# Belge alıntısı

Dünya Sağlık Örgütü'nün (DSÖ) verilerine göre, dünya genelinde çocukların yüzde 25'inin ve kadınların yüzde 40'ının anemiyle mücadele ettiği belirtiliyor. Medicana Zincirlikuyu Hastanesi İç Hastalıkları Uzmanı Dr. Edvin Murrja, bu durumu özellikle doğurganlık çağındaki kadınlar ve hamileler için ciddi bir sağlık sorunu olarak değerlendirdi. Dr. Murrja, "Gebelikte anemi, bebeğin gelişimini olumsuz etkileyebilir" uyarısında bulundu.
Anemi, kırmızı kan hücrelerinde bulunan hemoglobin seviyesinin düşmesi nedeniyle oluşur. Hemoglobin, oksijenin vücutta taşınmasını sağlayan bir proteindir ve eksikliği vücudun oksijen alımını kısıtlar. Aneminin yaygın belirtileri arasında yorgunluk, halsizlik, soluk cilt, nefes darlığı, baş dönmesi, baş ağrısı, çarpıntı, üşüme ve soğuk eller ile ayaklar bulunur. Dr. Murrja, en sık karşılaşılan anemi türünün demir eksikliği anemisi olduğunu, bunun genellikle demir açısından fakir beslenme veya yoğun adet kanamaları nedeniyle geliştiğini belirtti. Ayrıca, vitamin eksiklikleri, kronik hastalıklar ve kan kaybı da anemiye yol açabilir.
Kadınlarda anemi riskini artıran başlıca faktörler arasında yoğun adet kanamaları, yetersiz beslenme ve gebelikte artan demir ihtiyacı yer alır. Dr. Murrja, aneminin nedenlerini şu şekilde sıraladı:
Demir eksikliği: Hemoglobin üretimi için gerekli olan demir mineralinin yetersizliği,
Vitamin eksiklikleri: B12 vitamini ve folik asit eksiklikleri,
Kronik hastalıklar: Böbrek hastalıkları, kanser ve romatoid artrit gibi durumlar,
Genetik faktörler: Akdeniz anemisi veya orak hücre anemisi gibi kalıtsal hastalıklar,
Kan kaybı: Yoğun adet kanamaları, mide-bağırsak kanamaları veya yaralanmalar sonucu meydana gelen kan kayıpları.
Aneminin tedavisi, nedenine bağlı olarak değişir. Dr. Murrja, tanının genellikle kan testleriyle konduğunu ve bu testlerin hemoglobin seviyelerini, kırmızı kan hücresi sayısını ve diğer kan bileşenlerini ölçtüğünü söyledi. Demir eksikliği anemisinde, demir takviyeleri kullanılır ve demir açısından zengin besinlerin tüketimi teşvik edilir. Vitamin eksikliklerinden kaynaklanan anemilerde uygun vitamin takviyeleri, yetersiz beslenmeden kaynaklanan anemilerde ise dengeli bir beslenme planı önerilir. Kronik hastalıklara bağlı anemilerde, altta yatan hastalığın tedavisine yönelik ilaçlar kullanılır. Şiddetli anemi durumlarında ise kan transfüzyonu yapılabilir.

# Girdi verileri

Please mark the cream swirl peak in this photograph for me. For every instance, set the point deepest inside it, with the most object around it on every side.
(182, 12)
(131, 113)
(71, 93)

# Yapılacak iş
Anemi konulu belge alıntısını son cümlesinden sonra sürdüren bir devamı aşağıya yazın.

# Görev çıktısı
Hamilelikte anemi tespiti ve tedavisi de büyük önem taşır. Anemi, anne adayının oksijen taşıma kapasitesini düşürerek, hem annenin sağlığını hem de bebeğin gelişimini olumsuz etkileyebilir. Bu nedenle, hamilelik sırasında düzenli sağlık kontrolleri ve doktor önerilerine uyulması gerekmektedir.
Anemiden korunmak için demir açısından zengin besinlerin tüketilmesi önemlidir. Dr. Murrja, bu besinleri şu şekilde sıraladı: karaciğer, et, kümes hayvanları eti, balık, fasulye, fındık, kuru yemiş, hububat ve koyu yeşil yapraklı sebzeler. Ayrıca, B12 vitamini ve folik asit içeren besinler de gereklidir. Bunlar arasında et, balık, yumurta, süt ve süt ürünleri, B12 ile zenginleştirilmiş tahıllar, ıspanak, brokoli, portakal, muz, avokado ve baklagiller yer alır. C vitamini, bitkisel kaynaklı demirin emilimini artırdığı için, demir açısından zengin bir öğünle birlikte portakal, mandalina, limon, çilek, kivi, domates ve kırmızı biber de tüketilebilir. Risk altındaki bireylerin düzenli kan testleri yaptırarak anemi belirtilerini erken dönemde fark etmeleri faydalı olacaktır.